» **Was zu tun ist**:
Gib den Absatz im ausgewählten Text, der mit „Im Verlauf des Tatabends“ beginnt, als kurze Stichpunktliste wieder. Seine wesentlichen Tatsachen müssen erhalten bleiben.

» **Ausgewählter Text**:
————

HRRS-Nummer: HRRS 2024 Nr. 277
Bearbeiter: Julia Heß/Karsten Gaede
Zitiervorschlag: BGH, 4 StR 227/23, Beschluss v. 15.08.2023, HRRS 2024 Nr. 277
Die Revision des Angeklagten gegen das Urteil des Landgerichts Braunschweig vom 16. Dezember 2022 wird verworfen.
Der Beschwerdeführer hat die Kosten des Rechtsmittels zu tragen.
Das Landgericht hat den Angeklagten unter Freisprechung im Übrigen wegen versuchten Totschlags in Tateinheit mit schwerem gefährlichen Eingriff in den Straßenverkehr zu einer Freiheitsstrafe von drei Jahren verurteilt. Hiergegen wendet sich der Angeklagte mit seiner auf die Rüge der Verletzung materiellen Rechts gestützten Revision. Das Rechtsmittel hat keinen Erfolg (§ 349 Abs. 2 StPO).
Das Landgericht hat - soweit für die Verurteilung von Bedeutung - folgende Feststellungen und Wertungen getroffen:
1. Im Verlauf des Tatabends tauschten der Angeklagte und der Geschädigte im Rahmen der zwischen ihnen bestehenden Streitigkeiten massive Beschimpfungen aus. Unter anderem versandte der Angeklagte eine Sprachnachricht an den Geschädigten mit dem Wortlaut: „Ich weiß, dass du nicht mehr leben willst, dabei werde ich dir helfen“. Zu dem in der Folge verabredeten Treffpunkt in der B. Innenstadt fuhren der Angeklagte und sein Bruder mit einem Pkw, der auf die Lebensgefährtin des Angeklagten zugelassen war. Der Angeklagte befand sich auf der Rücksitzbank des Fahrzeugs und dirigierte seinen Bruder, der das Fahrzeug führte, zu dem Aufenthaltsort des Geschädigten.

————

» **Verfügbare Daten**:

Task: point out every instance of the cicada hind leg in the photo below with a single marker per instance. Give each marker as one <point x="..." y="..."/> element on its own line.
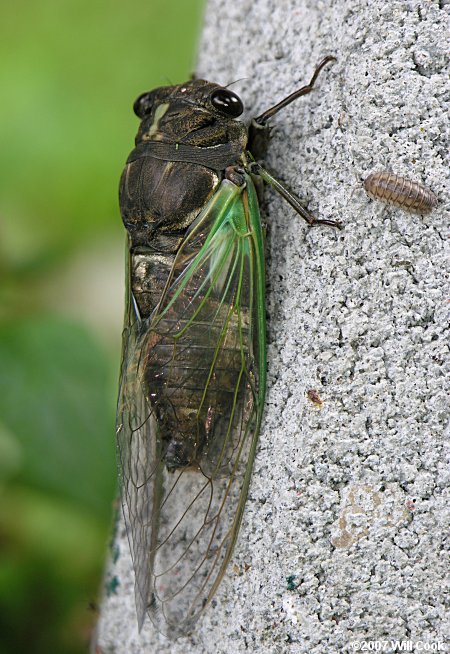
<point x="259" y="133"/>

————

» **Schriftliche Lösung**:
- Am Tatabend beschimpften sich der Angeklagte und der Geschädigte im Rahmen ihrer bestehenden Streitigkeiten massiv.
- Der Angeklagte schickte dem Geschädigten eine Sprachnachricht: „Ich weiß, dass du nicht mehr leben willst, dabei werde ich dir helfen“.
- Danach wurde ein Treffpunkt in der B. Innenstadt verabredet.
- Der Angeklagte und sein Bruder fuhren dorthin in einem Pkw, der auf die Lebensgefährtin des Angeklagten zugelassen war.
- Der Bruder steuerte das Fahrzeug. Der Angeklagte saß auf der Rücksitzbank und lotste ihn zum Aufenthaltsort des Geschädigten.